— Start Recorded data —

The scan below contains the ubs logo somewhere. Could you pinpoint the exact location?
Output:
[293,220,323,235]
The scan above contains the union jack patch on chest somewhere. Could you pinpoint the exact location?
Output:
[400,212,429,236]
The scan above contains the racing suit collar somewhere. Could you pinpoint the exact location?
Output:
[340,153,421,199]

— End Recorded data —
— Start Recorded data —

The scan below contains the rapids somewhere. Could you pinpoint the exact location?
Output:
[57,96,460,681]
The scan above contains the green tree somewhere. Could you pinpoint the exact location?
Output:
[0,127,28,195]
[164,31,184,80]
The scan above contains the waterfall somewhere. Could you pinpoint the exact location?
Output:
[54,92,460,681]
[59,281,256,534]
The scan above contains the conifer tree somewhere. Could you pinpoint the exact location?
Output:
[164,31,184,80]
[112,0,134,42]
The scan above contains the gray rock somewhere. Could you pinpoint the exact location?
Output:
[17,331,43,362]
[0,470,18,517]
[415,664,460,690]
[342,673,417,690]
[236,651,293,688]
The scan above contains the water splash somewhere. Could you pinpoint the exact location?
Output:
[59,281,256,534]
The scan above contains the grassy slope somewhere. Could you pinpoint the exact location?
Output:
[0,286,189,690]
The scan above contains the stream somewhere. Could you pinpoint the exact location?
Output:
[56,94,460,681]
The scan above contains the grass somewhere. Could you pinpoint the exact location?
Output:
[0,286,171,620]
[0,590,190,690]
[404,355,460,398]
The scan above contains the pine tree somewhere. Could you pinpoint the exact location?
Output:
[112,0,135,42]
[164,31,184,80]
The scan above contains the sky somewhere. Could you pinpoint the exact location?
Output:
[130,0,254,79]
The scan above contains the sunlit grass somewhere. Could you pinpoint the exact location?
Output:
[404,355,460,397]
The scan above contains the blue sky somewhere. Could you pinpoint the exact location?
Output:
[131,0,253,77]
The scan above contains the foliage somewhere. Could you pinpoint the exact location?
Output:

— End Recorded data —
— Start Recorded data —

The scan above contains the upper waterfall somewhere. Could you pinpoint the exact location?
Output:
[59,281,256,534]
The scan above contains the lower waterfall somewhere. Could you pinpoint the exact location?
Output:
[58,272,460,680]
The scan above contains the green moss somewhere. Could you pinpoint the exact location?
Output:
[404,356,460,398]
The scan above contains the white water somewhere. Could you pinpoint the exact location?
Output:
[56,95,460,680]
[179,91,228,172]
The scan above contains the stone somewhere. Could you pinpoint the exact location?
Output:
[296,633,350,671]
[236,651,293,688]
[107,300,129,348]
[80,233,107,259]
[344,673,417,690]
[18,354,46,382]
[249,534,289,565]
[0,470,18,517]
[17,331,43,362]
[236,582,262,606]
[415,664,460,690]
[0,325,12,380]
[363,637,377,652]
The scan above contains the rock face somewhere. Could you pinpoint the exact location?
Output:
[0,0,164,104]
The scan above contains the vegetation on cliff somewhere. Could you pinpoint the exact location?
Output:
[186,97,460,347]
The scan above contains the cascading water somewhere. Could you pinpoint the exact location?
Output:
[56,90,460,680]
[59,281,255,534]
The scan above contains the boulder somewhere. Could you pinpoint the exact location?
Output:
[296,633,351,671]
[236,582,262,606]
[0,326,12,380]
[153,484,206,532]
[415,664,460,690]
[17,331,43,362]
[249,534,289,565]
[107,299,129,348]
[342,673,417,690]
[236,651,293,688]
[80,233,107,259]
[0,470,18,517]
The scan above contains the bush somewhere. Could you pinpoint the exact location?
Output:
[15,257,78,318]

— End Recorded data —

- [Task to carry out] Report how many lines in the data above contain the string "waterfall", giving only the number.

- [Response] 3